Goal of the exercise:
In your reply, write out each entry exactly as given.

Data to use:

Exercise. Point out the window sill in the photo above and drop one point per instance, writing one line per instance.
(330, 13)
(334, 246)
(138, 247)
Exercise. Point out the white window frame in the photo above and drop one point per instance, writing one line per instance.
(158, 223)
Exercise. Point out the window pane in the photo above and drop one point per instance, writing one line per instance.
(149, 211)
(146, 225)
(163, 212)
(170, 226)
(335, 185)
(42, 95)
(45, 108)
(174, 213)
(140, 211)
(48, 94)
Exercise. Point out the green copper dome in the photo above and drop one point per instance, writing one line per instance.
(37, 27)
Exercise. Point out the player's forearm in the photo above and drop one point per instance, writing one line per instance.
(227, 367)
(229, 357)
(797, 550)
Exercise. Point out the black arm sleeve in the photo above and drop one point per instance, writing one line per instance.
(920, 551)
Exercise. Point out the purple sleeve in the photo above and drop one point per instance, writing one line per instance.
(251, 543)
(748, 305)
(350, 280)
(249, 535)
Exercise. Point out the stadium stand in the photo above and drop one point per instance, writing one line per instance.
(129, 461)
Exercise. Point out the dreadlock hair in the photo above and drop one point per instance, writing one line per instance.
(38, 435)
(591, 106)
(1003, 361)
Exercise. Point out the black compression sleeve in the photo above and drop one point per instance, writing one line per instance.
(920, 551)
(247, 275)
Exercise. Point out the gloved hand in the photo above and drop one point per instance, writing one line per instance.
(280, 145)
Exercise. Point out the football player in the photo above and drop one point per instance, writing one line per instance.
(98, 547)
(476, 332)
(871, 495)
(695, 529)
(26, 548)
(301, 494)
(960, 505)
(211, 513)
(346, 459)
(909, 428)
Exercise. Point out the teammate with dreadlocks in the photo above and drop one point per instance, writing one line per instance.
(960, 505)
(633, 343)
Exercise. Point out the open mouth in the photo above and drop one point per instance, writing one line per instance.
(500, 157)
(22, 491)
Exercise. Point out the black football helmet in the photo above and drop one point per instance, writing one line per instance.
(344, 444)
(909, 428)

Result for this exercise:
Exercise. Point out the window sill in the photo above and drop one point per instance, writing one line per instance.
(330, 13)
(334, 246)
(138, 247)
Exercise. Point out the white window frame in the photo above and drop one point per instance, writing one line per instance.
(158, 223)
Exercise. Point out the window pane in the photo above and drop one point per instance, writing one line per instance.
(149, 211)
(146, 225)
(163, 212)
(170, 226)
(335, 185)
(42, 95)
(45, 108)
(174, 213)
(140, 211)
(48, 94)
Exercise. Point out the green copper dome in the photo above and drop one point per instance, writing one line per instance.
(37, 27)
Exercise. Point out the player's forearm in the photo above and drop one point per instance, writing one line per instance.
(227, 367)
(229, 357)
(797, 550)
Exercise. Point out the black arm sleeve in the photo above and drop one point per instance, writing one line per instance.
(920, 551)
Exercise. Point out the purple sleeve in the photo above and drop one point per instance, writing one line per instance.
(251, 543)
(748, 305)
(350, 280)
(249, 535)
Exercise. Point out the stadium stand in the photo above and drop one point per instance, writing one line per instance.
(129, 461)
Exercise. Point out the dreadlock hair in the photo above and drop one point per instance, writing one line per instance.
(38, 435)
(591, 106)
(1003, 361)
Exercise. Point out the black compression sleeve in the photo above and drop one point per instance, writing one line per instance.
(920, 551)
(247, 275)
Exercise. Point out the gloved hand in the photo above and drop one point per instance, writing one line per instance.
(280, 145)
Exercise. Point out the football player in the photo above and drop one point per instance, writing one line per instance.
(98, 547)
(476, 332)
(871, 495)
(695, 529)
(26, 548)
(301, 494)
(960, 505)
(211, 513)
(346, 459)
(909, 428)
Exercise. Point out the teammate with dreadlocks in the photo above and drop one point per instance, writing one line per instance.
(960, 505)
(633, 343)
Exercise. Point out the open mouth in the photo above and drop one point per instance, writing one line per instance.
(500, 157)
(22, 491)
Exercise. Point out the black football helmet in the photo above and drop one point per instance, writing one line per instance.
(344, 444)
(909, 428)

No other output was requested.